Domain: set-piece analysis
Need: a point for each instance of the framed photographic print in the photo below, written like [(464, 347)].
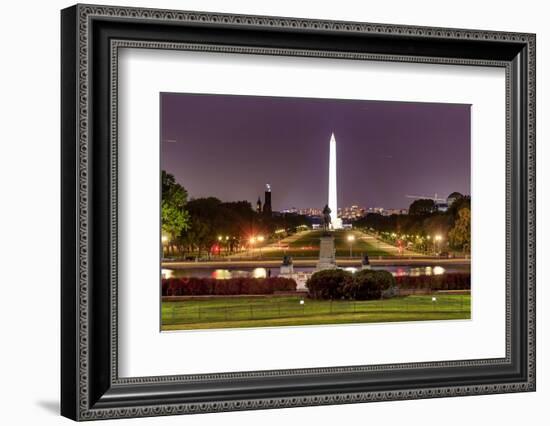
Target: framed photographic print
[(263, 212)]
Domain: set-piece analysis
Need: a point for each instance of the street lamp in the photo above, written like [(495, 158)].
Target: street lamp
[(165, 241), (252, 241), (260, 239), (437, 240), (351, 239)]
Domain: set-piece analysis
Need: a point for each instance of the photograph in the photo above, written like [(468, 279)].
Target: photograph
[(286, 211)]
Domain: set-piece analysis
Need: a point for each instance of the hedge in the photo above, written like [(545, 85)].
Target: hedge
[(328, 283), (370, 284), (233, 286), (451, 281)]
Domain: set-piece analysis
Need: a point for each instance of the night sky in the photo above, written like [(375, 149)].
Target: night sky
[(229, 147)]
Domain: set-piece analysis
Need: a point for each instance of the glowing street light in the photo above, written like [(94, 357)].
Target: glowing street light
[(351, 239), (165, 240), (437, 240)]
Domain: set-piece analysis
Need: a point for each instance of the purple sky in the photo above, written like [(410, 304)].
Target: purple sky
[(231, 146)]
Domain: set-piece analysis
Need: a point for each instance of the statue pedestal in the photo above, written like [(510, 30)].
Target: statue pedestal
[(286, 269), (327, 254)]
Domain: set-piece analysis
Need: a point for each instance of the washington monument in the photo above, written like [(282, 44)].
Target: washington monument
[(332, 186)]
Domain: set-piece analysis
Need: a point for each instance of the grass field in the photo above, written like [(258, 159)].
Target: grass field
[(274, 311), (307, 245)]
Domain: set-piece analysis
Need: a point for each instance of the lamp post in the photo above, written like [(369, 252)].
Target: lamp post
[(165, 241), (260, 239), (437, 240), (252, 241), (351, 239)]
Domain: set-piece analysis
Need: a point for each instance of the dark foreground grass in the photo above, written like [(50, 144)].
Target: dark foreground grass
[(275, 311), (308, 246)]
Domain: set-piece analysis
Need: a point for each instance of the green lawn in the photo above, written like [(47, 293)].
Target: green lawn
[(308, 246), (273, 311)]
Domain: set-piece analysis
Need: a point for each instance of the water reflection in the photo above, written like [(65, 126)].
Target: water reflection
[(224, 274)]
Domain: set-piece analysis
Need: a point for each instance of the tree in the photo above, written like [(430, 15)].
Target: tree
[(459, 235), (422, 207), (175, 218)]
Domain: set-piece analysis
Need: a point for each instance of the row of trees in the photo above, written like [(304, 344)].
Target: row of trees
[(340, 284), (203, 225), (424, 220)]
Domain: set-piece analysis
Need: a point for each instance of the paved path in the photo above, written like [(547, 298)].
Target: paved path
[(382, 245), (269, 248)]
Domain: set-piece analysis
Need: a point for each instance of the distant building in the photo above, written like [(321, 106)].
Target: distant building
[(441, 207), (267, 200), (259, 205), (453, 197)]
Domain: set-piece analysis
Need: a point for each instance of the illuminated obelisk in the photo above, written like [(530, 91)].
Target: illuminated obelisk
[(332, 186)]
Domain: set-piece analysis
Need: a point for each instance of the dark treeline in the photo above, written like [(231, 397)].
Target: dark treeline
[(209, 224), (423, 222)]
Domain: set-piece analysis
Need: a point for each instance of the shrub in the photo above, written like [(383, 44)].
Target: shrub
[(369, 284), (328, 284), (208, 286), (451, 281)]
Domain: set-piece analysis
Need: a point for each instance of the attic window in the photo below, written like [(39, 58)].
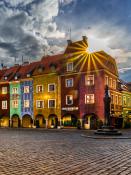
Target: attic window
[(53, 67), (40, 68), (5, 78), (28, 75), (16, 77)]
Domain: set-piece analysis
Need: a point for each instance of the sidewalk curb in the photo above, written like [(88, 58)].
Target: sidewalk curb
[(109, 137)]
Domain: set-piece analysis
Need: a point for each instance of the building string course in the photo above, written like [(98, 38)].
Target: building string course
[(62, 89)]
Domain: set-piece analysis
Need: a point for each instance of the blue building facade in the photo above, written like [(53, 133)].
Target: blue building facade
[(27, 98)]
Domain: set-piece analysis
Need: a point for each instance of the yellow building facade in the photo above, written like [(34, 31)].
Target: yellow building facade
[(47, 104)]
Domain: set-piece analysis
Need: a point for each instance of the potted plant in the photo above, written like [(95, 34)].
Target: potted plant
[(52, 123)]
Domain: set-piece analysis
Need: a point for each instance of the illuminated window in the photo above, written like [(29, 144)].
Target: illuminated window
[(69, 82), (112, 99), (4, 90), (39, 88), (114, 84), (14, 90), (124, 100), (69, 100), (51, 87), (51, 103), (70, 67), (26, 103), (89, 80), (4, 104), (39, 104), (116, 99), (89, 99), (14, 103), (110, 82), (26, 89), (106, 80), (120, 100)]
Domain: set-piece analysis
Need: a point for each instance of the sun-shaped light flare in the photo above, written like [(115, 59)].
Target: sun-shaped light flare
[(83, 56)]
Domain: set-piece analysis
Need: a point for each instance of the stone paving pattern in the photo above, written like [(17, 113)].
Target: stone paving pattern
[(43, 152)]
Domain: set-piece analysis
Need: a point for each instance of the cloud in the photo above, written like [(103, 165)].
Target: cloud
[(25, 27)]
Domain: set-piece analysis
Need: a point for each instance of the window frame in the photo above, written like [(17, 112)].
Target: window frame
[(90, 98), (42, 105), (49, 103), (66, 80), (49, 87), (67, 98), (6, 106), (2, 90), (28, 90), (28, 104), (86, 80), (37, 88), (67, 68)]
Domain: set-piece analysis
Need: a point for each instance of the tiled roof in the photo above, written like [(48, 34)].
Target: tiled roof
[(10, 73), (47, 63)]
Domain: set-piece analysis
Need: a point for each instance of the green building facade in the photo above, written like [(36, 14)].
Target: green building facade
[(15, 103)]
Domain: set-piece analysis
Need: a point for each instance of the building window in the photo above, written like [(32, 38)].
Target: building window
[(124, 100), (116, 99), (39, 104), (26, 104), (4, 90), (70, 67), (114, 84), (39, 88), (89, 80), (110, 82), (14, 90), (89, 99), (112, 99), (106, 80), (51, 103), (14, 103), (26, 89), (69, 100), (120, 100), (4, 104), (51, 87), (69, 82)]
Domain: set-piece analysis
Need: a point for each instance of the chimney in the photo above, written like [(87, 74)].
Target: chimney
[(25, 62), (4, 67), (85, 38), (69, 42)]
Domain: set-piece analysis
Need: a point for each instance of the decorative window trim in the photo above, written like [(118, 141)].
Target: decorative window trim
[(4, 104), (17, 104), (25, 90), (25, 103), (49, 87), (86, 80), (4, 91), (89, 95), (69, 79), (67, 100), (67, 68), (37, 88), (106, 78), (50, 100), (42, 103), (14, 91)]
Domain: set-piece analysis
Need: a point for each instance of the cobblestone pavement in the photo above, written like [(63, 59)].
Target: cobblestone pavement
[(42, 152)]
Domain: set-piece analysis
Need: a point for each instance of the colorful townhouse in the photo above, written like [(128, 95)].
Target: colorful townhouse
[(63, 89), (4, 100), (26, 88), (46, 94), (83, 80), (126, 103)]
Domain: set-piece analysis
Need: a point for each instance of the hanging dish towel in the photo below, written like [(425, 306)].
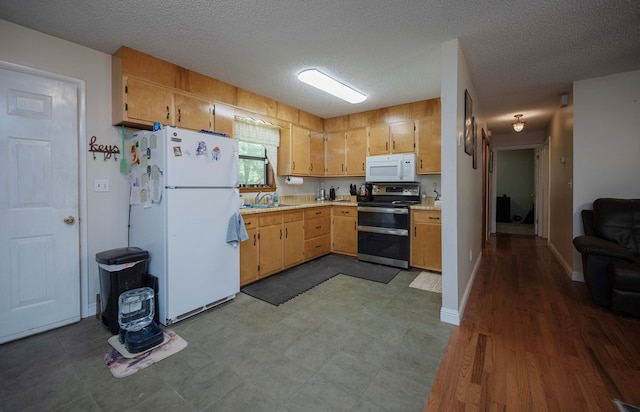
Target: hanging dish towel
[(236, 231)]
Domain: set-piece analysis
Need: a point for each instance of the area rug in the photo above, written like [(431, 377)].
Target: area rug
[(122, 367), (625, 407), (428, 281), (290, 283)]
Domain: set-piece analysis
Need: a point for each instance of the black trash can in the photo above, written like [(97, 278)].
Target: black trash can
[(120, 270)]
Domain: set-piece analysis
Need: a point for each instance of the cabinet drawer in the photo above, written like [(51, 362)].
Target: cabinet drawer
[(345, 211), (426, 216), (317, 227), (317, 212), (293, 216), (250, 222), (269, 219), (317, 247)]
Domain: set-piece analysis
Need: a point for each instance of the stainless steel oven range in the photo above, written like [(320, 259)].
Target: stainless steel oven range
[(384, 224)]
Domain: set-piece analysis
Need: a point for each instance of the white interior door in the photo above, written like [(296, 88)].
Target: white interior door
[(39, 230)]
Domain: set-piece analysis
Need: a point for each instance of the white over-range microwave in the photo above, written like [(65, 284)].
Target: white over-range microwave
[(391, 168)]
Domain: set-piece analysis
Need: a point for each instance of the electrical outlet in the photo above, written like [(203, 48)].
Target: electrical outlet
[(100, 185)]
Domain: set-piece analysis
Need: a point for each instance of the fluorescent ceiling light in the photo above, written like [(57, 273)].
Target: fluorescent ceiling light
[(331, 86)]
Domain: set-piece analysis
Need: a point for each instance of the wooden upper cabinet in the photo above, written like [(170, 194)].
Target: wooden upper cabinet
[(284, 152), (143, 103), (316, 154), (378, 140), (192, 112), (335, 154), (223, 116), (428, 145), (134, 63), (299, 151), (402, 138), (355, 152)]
◇ ◇ ◇ ◇ ◇ ◇ ◇
Request: Reproduce the lines from the very first one above through the line that contains "[(351, 239), (165, 240), (437, 240)]", including both ends. Leave the pictures out of your copy.

Full solution:
Domain: set-piece analysis
Need: a point for each instance of the framed photographic print in the photo below, written like [(464, 347)].
Target: framed photographic print
[(263, 212)]
Domain: set-piece analysis
Need: a point for each instance of the street lamp in the photo above, written like [(495, 158)].
Target: street lamp
[(165, 241), (252, 241), (260, 239), (437, 240), (351, 239)]
Domain: set-piece analysis
Need: a point for each instance of the photograph in the photo above, written like [(468, 279)].
Target: photograph
[(286, 211)]
Domain: set-piece analysis
Need: a point for each instance of the hedge in the photo above, written like [(545, 85)].
Target: hedge
[(328, 283), (370, 284), (233, 286), (451, 281)]
Domain: set-piece analysis
Need: a point for each instance of the night sky in the photo above, written like [(375, 149)].
Target: night sky
[(229, 147)]
Domain: set-piece analysis
Need: a point for each instance of the glowing street light in the photo above, written like [(94, 357)].
Target: glowing street light
[(351, 239), (165, 240), (437, 240)]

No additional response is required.